■ CHALLENGE: Identify every line in the rows below that contains the word "building", and copy each of those lines.

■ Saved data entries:
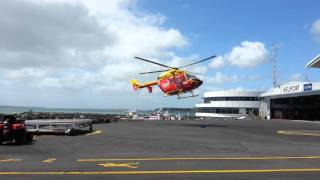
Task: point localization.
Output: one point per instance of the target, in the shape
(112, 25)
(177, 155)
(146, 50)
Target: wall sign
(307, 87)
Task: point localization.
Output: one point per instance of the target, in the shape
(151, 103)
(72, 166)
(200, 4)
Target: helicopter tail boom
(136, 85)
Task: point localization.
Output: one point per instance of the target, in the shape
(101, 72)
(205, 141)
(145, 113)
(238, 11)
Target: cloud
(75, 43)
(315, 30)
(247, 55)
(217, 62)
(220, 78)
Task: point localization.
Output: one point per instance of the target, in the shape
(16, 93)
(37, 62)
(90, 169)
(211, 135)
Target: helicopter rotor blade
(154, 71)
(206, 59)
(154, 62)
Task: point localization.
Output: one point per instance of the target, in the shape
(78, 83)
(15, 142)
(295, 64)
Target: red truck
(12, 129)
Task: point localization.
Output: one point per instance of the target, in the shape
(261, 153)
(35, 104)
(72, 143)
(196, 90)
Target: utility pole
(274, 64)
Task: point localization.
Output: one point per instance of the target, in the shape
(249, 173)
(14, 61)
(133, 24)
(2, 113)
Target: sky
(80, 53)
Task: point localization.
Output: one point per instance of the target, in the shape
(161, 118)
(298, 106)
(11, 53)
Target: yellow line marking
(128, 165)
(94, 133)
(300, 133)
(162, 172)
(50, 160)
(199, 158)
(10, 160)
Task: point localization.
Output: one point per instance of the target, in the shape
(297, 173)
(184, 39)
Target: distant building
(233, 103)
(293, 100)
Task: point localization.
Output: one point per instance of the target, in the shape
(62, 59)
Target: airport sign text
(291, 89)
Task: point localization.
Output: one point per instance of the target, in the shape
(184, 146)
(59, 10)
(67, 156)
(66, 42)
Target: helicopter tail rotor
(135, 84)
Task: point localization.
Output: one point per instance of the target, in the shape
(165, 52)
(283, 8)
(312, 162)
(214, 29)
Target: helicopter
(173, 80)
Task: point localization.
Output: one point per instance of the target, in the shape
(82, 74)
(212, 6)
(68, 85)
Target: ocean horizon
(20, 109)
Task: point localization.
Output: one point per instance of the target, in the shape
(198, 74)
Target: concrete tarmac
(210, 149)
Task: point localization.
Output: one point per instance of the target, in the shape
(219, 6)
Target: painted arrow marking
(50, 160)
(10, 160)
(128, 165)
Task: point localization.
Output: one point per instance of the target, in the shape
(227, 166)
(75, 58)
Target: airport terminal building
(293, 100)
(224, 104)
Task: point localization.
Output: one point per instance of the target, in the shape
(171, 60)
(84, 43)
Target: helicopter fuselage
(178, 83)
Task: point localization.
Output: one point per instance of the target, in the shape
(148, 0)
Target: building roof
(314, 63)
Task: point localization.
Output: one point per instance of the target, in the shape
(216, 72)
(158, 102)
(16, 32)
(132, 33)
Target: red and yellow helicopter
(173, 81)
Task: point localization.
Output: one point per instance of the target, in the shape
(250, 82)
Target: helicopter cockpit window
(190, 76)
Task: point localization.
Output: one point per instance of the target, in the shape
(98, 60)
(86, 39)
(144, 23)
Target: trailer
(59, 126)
...
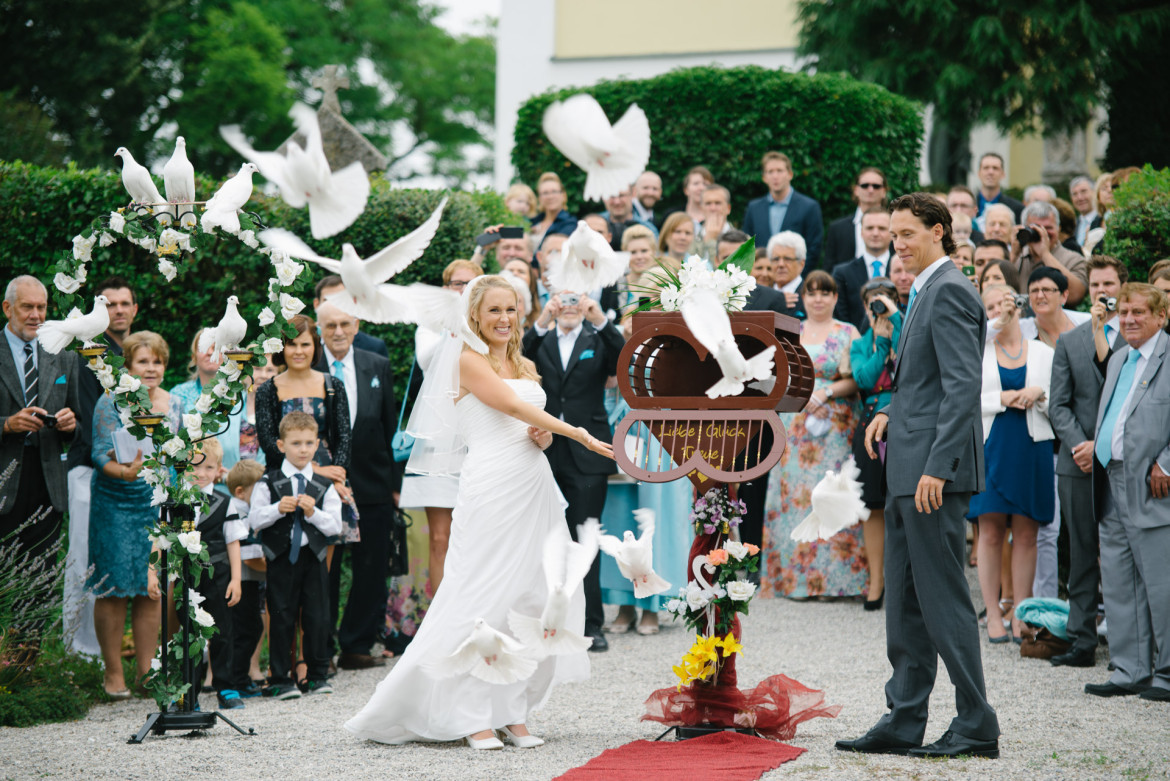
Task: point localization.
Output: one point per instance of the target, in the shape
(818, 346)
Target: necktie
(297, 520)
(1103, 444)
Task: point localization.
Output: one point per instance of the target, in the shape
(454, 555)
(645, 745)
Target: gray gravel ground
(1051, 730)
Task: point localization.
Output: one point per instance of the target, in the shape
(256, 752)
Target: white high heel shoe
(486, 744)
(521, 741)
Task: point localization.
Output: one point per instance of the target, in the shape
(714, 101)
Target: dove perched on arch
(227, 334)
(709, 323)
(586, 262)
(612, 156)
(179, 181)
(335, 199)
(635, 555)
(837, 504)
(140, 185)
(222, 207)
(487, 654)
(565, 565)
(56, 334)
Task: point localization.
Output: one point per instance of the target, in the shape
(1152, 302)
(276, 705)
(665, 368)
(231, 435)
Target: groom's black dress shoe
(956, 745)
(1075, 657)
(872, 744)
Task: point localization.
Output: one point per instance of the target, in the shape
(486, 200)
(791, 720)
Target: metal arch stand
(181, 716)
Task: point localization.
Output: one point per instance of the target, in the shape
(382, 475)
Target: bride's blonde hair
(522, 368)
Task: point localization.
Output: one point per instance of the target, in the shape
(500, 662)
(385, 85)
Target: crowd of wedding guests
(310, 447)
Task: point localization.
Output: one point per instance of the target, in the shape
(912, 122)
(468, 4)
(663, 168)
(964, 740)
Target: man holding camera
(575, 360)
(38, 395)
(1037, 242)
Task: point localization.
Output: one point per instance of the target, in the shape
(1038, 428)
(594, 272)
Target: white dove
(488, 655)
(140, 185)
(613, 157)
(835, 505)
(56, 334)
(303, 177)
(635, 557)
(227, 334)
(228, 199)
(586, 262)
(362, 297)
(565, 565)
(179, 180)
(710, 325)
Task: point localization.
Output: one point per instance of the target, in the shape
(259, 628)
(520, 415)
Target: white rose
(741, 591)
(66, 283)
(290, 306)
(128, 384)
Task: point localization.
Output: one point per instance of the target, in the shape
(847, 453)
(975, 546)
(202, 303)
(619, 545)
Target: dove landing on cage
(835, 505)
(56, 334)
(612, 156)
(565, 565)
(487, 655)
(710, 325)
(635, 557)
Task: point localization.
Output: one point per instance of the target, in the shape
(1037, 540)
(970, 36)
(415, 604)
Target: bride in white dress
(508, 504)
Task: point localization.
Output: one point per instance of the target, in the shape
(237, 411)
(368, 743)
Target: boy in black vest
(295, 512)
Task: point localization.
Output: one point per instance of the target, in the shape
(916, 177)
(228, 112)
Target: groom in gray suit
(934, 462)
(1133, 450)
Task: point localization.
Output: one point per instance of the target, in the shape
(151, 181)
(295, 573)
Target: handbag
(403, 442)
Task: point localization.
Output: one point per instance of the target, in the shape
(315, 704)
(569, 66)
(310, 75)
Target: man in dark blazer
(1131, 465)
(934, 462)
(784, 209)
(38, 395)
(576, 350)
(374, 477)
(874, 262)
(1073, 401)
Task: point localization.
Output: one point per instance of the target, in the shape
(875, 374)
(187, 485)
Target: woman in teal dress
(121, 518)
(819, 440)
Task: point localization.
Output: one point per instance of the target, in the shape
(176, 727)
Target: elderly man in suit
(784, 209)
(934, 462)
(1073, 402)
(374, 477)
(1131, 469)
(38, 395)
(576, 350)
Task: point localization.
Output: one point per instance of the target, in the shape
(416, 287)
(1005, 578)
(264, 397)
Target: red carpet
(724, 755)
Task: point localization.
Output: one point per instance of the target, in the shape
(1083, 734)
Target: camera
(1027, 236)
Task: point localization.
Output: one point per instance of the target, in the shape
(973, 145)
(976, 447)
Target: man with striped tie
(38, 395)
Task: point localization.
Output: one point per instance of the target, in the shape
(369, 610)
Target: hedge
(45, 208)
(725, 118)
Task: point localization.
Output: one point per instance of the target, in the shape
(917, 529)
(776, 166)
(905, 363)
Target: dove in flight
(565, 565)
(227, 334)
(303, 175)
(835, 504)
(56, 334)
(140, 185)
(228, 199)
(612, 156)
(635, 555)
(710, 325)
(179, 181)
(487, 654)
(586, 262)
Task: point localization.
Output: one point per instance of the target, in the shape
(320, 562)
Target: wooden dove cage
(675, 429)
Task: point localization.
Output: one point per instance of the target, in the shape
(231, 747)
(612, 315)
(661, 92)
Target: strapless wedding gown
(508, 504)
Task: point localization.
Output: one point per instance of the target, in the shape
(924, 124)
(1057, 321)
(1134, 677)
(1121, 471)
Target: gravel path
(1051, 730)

■ SOLVED PROBLEM:
Target: distant building
Target: airport terminal building
Target: building roof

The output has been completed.